| Stated exercise |
Quote all of the following material word for word, leaving the pictures out of your reply.

________________________

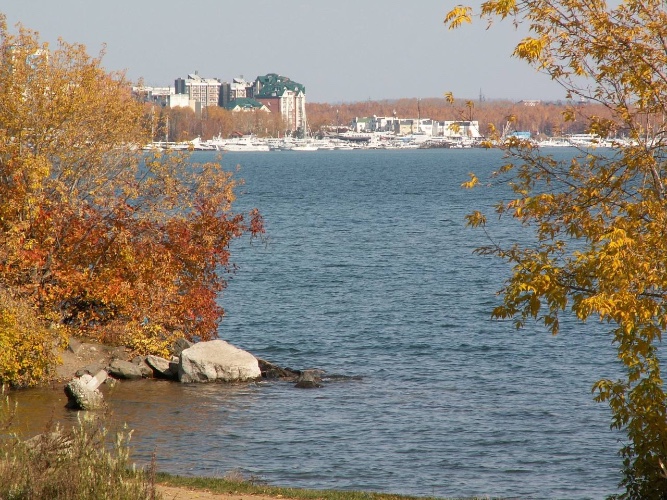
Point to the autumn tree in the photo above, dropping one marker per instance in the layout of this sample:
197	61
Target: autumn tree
599	218
97	236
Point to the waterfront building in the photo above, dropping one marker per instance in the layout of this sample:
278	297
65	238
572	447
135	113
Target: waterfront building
468	129
281	95
383	123
238	88
246	104
361	124
203	90
411	126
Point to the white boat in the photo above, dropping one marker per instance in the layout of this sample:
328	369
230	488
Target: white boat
245	143
304	147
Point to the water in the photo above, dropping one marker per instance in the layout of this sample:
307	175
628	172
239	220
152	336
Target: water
368	272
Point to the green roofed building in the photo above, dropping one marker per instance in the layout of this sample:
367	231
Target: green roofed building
246	104
281	95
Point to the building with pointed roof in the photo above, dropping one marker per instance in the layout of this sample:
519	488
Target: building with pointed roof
282	95
246	104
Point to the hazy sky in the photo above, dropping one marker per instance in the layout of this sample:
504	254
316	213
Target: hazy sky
341	50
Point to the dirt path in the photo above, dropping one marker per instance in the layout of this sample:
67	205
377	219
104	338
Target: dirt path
176	493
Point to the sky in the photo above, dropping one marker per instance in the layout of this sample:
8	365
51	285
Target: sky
341	50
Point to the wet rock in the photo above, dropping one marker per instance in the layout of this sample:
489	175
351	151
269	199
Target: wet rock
74	346
91	369
309	379
163	368
83	393
179	346
273	371
125	370
217	360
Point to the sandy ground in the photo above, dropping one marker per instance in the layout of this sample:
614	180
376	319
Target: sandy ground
173	493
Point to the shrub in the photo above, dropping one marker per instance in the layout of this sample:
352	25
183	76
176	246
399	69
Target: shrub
27	347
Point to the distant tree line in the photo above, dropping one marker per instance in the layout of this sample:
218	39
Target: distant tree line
543	119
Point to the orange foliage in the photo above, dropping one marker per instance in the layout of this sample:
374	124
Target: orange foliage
96	234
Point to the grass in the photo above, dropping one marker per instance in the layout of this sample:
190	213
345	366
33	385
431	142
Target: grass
89	462
82	463
236	484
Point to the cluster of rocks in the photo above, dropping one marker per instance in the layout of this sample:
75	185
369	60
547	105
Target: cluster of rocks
212	361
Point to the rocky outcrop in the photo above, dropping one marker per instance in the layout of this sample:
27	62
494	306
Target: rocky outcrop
83	393
163	368
125	370
309	379
217	360
210	361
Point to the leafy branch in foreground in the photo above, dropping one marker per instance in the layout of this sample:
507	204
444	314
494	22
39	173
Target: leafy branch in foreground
599	218
96	235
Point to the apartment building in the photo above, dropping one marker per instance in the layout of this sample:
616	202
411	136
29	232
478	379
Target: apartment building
281	95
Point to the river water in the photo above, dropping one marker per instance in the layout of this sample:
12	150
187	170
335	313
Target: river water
368	272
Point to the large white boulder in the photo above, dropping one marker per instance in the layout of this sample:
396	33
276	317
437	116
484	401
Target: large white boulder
217	360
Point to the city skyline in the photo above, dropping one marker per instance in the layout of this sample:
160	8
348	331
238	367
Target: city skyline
342	52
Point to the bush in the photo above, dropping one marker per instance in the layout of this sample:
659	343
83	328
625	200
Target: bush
27	354
85	462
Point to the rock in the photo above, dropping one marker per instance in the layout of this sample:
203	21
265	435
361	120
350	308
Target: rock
120	353
217	360
146	371
309	379
73	345
125	370
82	392
179	346
91	368
271	371
162	368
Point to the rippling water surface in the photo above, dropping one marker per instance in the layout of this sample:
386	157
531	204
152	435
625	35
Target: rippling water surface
368	272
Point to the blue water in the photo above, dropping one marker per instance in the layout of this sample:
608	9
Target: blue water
368	271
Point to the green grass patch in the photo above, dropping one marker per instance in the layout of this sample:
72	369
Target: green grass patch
251	486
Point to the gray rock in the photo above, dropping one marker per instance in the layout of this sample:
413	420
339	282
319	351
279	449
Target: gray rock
90	369
179	346
309	379
125	370
162	368
83	394
120	353
74	346
217	360
273	371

________________________

| Exercise solution |
Point to the autumn tree in the photo above, dropping one marker per instance in the layout of this sample:
197	61
Target: autumn tree
599	218
97	236
Point to the waterfront building in the photo above, dropping one marker per instance in the layout of this sample:
278	297
65	238
572	447
135	113
Target: waterfront building
468	129
281	95
383	123
238	88
246	104
361	124
203	90
411	126
Point to the white boat in the photo above, dropping one marker per instance in the layout of this sample:
328	369
230	488
Target: white boat
245	143
304	147
Point to the water in the photo above, dropping one marker per instance in the layout of this sample:
307	175
628	172
239	220
152	336
Target: water
368	272
Point to the green roofed building in the photo above, dropping one marker per instance in the layout of this sample:
367	231
Target: green roofed building
246	104
281	95
Point to the building with pointed roof in the photo above, dropping one marker per instance in the layout of this sample:
519	488
Target: building with pointed roof
282	95
246	104
Point to the hazy sky in the photo above, dropping one marker per instance in the layout of this sample:
504	254
316	213
Target: hazy sky
341	50
Point to the dirt path in the photo above, dropping one marker per instance in the layout of this sample:
67	205
377	219
104	338
Target: dirt path
176	493
Point to the sky in the photo above, dropping one marker per instance in the layout of this sample:
8	365
51	285
Target: sky
341	50
Point to the wet rock in the photo above, dropping one marker per instance in the layout of this sample:
489	175
351	151
269	199
Target: wet rock
74	346
91	369
309	379
163	368
83	393
179	346
273	371
125	370
217	360
Point to the sandy ground in the photo above, dropping one marker per instance in the layout of this sample:
614	180
376	319
Target: sandy ground
173	493
Point to the shrub in the photo above, dropping one marker per instance in the layout of this sample:
352	25
183	76
176	246
399	69
Target: shrub
27	347
Point to the distant tree line in the photo above, dropping one marker per instance in the layout of this sample:
218	39
Target: distant tree line
543	119
Point to the orange foliage in the photo above, dropping one marker per instance in the layout of this sample:
374	124
Target: orange foliage
96	234
Point to the grass in the photo above, dropping one marker per instance in the layout of this sample:
190	213
345	366
33	385
431	142
Target: grass
89	462
82	463
236	484
Point to the cluster of rocks in the photo above, dropping one marker per instance in the layout of this sample:
75	185
369	60
547	105
Target: cluster of rocks
212	361
Point to the rocky outcrop in the photo above, dropping one marker per instance in the layout of this sample:
27	62
494	306
Target: rocky outcrop
83	393
163	368
125	370
309	379
217	360
210	361
Point to the leafy branch in foreground in the photo above, dropping one marker per instance in the layout of this sample:
507	204
444	314
494	22
39	173
Target: leafy branch in foreground
599	218
96	235
Point to the apartment building in the photo above, dropping one marker per instance in the layout of this sample:
616	202
411	136
29	232
478	379
Target: apartment building
281	95
Point to the river water in the photo above, dropping one marker per instance in the layout of this sample:
12	150
187	170
335	313
Target: river water
368	272
Point to the large white boulder in the photo above, dropping one marker per instance in the layout of this sample:
396	33
276	317
437	116
484	401
Target: large white boulder
217	360
Point to the city skyline in the photo above, dropping one marker per instance in the layout of this sample:
160	8
348	331
238	367
Target: city skyline
342	52
Point to the bush in the photo above, dropping one marker per instance in the layout of this sample:
659	343
83	328
625	200
Target: bush
27	354
85	462
Point to the rock in the photo above, dropping one marker per instance in the layout of this sample:
203	21
265	435
361	120
350	308
Target: rock
120	353
217	360
146	371
309	379
73	345
125	370
82	392
179	346
91	368
271	371
162	368
Point to the rippling water surface in the photo above, dropping one marker per instance in the layout of this sample:
386	157
531	204
152	435
625	35
Target: rippling water surface
368	272
Point to the blue water in the photo above, dropping one marker per instance in the layout of this sample:
608	9
Target: blue water
368	271
Point to the green grass patch in the photo above, dropping one marker per instance in the layout of this sample:
72	369
Target: green grass patch
251	486
Point to the gray rock in the photo above, dropping one marker per instance in the layout of this sample:
413	420
339	282
319	351
279	449
Target: gray rock
90	369
179	346
309	379
125	370
162	368
83	394
120	353
74	346
217	360
273	371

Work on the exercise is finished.